ACTIONS TO TAKE:
a – In the article on Brady obligations of civil investigators, what was Mathew Martoma convicted of?
b – Extend the article on Brady obligations of civil investigators, picking up right after its final paragraph.

GIVEN TEXT:
Brady Obligations of Civil Investigators

Brady Obligations of Civil Investigators Ronald G. Blum and Arunabha Bhoumik

In February, after a four-week trial, a jury in the Southern District of New York convicted Mathew Martoma of three counts of insider trading and conspiracy. The case attracted attention because it adds to the list of recent insider trading convictions in the Southern District and because Martoma had worked for SAC Capital and Steve Cohen.

But behind the headlines generated by the Martoma verdict is a decision by U.S. District Judge Paul Gardephe that exposes the artifice of coordinated, but “separate,” criminal and civil investigations by the Department of Justice and civil enforcement agencies such as the Securities and Exchange Commission, the U.S. Commodity Futures Trading Commission (CFTC), and Justice Department civil attorneys. Building on U.S. District Judge Jed Rakoff’s widely noted 2012 decision in United States v. Gupta, Gardephe’s decision may expand the paradigm for Brady/Giglio disclosure in criminal cases.

Discovery Obligations

As criminal practitioners are aware, under Brady v. Maryland, in a criminal prosecution the government has an affirmative obligation to disclose exculpatory information to defense counsel before trial. 373 U.S. 83 (1963). Exculpatory information is any information that either negates guilt or is inconsistent with the government’s theory of the case. Failure to disclose material exculpatory information violates due process. United States v. Rivas, 377 F.3d 195, 199 (2d Cir. 2004). In United States v. Giglio, the Supreme Court extended Brady to include information that may be used to impeach a government witness. 405 U.S. 150 (1972).

Courts do not expect prosecutors to be omniscient. Thus, they do not require prosecutors to be aware of (and thus disclose) all exculpatory information in the possession of the entire federal government. But courts do require prosecutors to be aware of exculpatory information in the possession, custody or control of the prosecution team, which may include civil investigative agencies. As stated by the U.S. Supreme Court, “[t]he individual prosecutor has a duty to learn of any favorable evidence known to others acting on the government’s behalf in the case.” Kyles v. Whitley, 514 U.S. 419, 437 (1995).

Thus, courts have long held that where the Justice Department conducts a joint investigation with civil enforcement agencies (such as the SEC), the prosecution is expected to disclose Brady/Giglio information in the possession of civil investigators. “The inquiry is not whether the United States Attorney’s Office physically possesses the discovery material; the inquiry is the extent to which there was a ‘joint investigation’ with another agency.” United States v. Upton, 856 F.Supp. 727, 750 (E.D.N.Y. 1994). This is because, as the U.S. Court of Appeals for the Ninth Circuit stated, “[t]he government cannot with its right hand say it has nothing while its left hand holds what is of value.” United States v. Wood, 57 F.3d 733, 735 (9th Cir. 1995).

DATASET EXCERPTS:
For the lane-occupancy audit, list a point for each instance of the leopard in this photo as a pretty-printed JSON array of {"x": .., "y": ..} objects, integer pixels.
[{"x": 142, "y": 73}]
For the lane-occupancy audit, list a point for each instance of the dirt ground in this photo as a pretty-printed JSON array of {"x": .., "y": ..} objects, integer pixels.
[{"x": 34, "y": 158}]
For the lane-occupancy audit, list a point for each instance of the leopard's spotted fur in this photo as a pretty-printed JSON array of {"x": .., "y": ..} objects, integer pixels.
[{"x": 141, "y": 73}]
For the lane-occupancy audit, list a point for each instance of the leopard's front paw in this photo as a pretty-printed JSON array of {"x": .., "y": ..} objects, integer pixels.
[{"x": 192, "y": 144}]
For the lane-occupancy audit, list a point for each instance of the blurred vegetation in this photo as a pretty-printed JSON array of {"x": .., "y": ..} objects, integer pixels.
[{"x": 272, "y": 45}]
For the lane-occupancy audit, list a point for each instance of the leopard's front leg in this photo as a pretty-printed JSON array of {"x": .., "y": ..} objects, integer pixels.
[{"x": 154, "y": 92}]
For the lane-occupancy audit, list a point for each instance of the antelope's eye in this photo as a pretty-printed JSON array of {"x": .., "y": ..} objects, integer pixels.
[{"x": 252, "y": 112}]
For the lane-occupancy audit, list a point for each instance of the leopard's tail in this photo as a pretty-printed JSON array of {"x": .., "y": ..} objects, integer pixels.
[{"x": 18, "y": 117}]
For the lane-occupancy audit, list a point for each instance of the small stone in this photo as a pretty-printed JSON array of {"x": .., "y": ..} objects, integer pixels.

THE RESULTS:
a – Three counts of insider trading and conspiracy.

b –
Accordingly, the Justice Department has long instructed prosecutors to “seek all exculpatory and impeachment information from all the members of the prosecution team.” See U.S. Attorneys’ Manual 9-5.001.B.2. “Members of the prosecution team include federal, state, and local law enforcement officers and other government officials participating in the investigation and prosecution of the criminal case against the defendant.” Id. And at least as early as January 2010, the Justice Department issued guidance specifically instructing prosecutors of various factors to consider in determining whether non-criminal investigative personnel should be considered members of the prosecution team, including:

• Whether the prosecutor and the agency conducted a joint investigation or shared resources related to investigating the case;

• Whether the agency played an active role in the prosecution, including conducting arrests or searches, interviewing witnesses, developing prosecutorial strategy, participating in targeting discussions, or otherwise acting as part of the prosecution team;

• Whether the prosecutor knows of and has access to discoverable information held by the agency;

• Whether the prosecutor has obtained other information and/or evidence from the agency;

• The degree to which information gathered by the prosecutor has been shared with the agency;

• Whether a member of an agency has been made a special assistant U.S. attorney;

• The degree to which decisions have been made jointly regarding civil, criminal, or administrative charges; and

• The degree to which the interests of the parties in parallel proceedings diverge such that information gathered by one party is not relevant to the other party.

See U.S. Department of Justice Criminal Resource Manual 165 (“Guidance for Prosecutors Regarding Criminal Discovery”). Notably, this guidance from the Justice Department presumes that a prosecutor’s Brady/Giglio obligation extends beyond information in the actual possession of the prosecutor.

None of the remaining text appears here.